* _SHORT TASK_:
Copy the records below word for word, from the line with "target: lamp post" up to and including the line with "M 148 166 L".
^^^^
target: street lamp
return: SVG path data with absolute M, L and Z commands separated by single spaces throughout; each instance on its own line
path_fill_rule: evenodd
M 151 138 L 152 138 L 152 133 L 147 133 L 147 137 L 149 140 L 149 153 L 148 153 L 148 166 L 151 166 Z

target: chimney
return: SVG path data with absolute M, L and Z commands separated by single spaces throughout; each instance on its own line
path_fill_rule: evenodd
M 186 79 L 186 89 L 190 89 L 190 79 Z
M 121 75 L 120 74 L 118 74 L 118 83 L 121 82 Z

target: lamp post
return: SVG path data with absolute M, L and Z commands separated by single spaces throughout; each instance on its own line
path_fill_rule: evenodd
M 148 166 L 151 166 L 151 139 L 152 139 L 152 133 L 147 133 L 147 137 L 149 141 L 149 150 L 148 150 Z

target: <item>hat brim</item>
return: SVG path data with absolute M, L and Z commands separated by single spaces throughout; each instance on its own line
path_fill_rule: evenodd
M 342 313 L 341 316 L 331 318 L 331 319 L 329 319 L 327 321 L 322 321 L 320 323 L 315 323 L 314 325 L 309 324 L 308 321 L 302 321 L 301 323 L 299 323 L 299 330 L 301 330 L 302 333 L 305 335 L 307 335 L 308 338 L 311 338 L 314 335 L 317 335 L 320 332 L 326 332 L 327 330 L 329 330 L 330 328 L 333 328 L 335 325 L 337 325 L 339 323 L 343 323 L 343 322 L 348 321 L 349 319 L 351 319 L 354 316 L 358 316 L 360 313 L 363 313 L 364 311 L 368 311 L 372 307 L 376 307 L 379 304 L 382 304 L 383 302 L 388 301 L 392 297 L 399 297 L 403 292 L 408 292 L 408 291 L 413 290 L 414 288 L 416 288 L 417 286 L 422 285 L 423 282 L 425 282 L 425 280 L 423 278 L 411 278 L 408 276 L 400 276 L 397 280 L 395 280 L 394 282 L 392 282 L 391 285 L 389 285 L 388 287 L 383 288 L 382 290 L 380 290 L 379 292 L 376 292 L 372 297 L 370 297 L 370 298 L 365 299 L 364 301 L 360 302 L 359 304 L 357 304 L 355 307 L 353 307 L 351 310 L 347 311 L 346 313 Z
^^^^
* _ANSWER TO THE TASK_:
target: lamp post
return: SVG path data with absolute M, L and Z commands separated by single spaces throughout; each instance on its own line
path_fill_rule: evenodd
M 148 166 L 151 166 L 151 139 L 152 139 L 152 133 L 147 133 L 147 137 L 149 141 L 149 150 L 148 150 Z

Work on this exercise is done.